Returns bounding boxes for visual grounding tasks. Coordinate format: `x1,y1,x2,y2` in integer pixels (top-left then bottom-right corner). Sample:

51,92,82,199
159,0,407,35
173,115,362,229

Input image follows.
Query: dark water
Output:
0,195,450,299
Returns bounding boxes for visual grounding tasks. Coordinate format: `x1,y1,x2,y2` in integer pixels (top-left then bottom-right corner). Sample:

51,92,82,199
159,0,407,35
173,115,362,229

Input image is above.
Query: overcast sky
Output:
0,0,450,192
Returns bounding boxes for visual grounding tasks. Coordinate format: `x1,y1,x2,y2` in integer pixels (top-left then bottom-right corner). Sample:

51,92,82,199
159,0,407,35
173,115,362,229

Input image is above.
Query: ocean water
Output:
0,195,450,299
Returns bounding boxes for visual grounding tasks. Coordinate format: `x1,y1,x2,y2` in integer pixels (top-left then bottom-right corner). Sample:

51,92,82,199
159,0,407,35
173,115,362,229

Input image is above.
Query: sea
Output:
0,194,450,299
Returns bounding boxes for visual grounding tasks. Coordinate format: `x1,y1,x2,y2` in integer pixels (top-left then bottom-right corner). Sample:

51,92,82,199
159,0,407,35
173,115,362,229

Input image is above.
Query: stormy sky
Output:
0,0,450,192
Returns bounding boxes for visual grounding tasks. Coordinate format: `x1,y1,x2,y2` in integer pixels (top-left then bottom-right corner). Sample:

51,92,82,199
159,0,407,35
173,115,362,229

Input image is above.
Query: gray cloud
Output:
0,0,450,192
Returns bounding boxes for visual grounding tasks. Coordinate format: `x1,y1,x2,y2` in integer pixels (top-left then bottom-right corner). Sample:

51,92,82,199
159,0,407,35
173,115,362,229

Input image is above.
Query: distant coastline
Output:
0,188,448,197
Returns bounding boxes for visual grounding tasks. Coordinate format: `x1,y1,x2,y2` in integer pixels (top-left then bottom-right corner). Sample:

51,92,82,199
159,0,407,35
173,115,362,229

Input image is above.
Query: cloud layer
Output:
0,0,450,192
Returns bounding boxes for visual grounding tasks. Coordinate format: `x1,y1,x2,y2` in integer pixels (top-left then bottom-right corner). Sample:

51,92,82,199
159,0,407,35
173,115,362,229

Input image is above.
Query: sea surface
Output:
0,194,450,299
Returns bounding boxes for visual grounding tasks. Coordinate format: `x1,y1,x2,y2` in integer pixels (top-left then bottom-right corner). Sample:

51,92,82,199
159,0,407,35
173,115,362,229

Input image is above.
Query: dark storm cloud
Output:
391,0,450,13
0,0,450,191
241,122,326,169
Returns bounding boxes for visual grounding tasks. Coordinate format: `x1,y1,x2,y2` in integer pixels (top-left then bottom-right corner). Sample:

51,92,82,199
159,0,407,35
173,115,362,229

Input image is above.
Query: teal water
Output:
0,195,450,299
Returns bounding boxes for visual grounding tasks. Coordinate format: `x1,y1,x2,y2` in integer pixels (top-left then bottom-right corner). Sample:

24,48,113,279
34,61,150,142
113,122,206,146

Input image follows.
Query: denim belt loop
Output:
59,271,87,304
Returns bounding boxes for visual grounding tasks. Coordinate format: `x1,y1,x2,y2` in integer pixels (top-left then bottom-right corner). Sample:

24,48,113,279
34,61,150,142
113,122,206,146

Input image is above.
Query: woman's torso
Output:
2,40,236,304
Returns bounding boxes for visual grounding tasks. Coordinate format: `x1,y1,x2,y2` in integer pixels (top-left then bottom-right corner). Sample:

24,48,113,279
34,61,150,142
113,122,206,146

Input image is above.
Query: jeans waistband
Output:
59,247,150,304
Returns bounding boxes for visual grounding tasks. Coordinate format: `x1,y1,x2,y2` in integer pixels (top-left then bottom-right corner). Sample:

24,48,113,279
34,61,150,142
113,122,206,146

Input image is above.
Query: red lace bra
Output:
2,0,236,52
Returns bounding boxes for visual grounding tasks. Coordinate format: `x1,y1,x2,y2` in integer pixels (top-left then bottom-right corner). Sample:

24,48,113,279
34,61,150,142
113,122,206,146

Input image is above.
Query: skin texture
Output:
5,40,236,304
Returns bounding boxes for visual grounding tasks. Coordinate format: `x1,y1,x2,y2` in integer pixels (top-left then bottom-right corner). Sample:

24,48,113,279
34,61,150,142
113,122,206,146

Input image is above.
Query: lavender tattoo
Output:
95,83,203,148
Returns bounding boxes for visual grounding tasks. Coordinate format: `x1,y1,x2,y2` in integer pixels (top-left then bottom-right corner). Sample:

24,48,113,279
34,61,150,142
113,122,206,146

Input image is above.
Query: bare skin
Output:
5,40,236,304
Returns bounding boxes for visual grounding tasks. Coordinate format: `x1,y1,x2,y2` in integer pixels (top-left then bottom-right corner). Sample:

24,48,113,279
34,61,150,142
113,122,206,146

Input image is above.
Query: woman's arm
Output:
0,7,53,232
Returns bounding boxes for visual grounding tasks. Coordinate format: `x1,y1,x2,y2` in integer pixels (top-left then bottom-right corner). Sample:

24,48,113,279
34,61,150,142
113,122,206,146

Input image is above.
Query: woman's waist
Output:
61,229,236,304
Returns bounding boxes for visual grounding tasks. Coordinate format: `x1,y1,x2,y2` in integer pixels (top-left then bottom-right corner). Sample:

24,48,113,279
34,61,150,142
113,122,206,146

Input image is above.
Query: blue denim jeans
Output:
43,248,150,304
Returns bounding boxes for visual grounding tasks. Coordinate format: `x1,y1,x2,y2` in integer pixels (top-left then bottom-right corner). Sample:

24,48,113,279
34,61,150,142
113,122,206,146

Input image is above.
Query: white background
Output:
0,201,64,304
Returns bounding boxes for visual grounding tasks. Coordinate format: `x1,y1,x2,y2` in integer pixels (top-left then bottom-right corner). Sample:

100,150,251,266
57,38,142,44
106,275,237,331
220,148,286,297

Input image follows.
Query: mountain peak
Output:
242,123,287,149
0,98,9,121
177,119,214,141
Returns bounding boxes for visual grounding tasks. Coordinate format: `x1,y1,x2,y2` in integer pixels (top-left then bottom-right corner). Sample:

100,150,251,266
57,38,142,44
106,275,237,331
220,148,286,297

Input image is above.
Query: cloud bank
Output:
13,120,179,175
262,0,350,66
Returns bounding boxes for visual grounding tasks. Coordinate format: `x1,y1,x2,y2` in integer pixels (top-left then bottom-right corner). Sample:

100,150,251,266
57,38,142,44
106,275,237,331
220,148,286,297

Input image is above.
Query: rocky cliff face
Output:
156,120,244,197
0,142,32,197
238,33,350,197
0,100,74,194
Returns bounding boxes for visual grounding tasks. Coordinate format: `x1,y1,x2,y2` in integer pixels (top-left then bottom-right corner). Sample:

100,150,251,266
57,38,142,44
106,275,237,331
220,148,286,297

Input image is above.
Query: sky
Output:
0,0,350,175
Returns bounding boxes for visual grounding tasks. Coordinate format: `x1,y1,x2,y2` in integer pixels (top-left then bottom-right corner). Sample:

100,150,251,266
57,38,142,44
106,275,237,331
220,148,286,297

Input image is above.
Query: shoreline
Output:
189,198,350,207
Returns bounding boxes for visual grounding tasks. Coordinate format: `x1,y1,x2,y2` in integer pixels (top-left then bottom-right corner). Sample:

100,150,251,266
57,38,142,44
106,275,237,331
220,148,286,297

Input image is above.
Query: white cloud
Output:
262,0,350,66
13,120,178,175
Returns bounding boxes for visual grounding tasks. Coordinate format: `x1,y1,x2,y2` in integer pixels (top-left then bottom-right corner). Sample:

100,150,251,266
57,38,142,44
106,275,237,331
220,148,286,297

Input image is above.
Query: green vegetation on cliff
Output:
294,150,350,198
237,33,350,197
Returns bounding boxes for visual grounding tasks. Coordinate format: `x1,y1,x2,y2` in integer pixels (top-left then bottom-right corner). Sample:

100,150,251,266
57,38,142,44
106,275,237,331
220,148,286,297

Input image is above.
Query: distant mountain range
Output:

◇ ◇ ◇ ◇

| Objective |
Show every line of the data above that contains the string "woman", matching case exactly.

| Reply |
Query: woman's torso
Query: woman's arm
Query: woman's waist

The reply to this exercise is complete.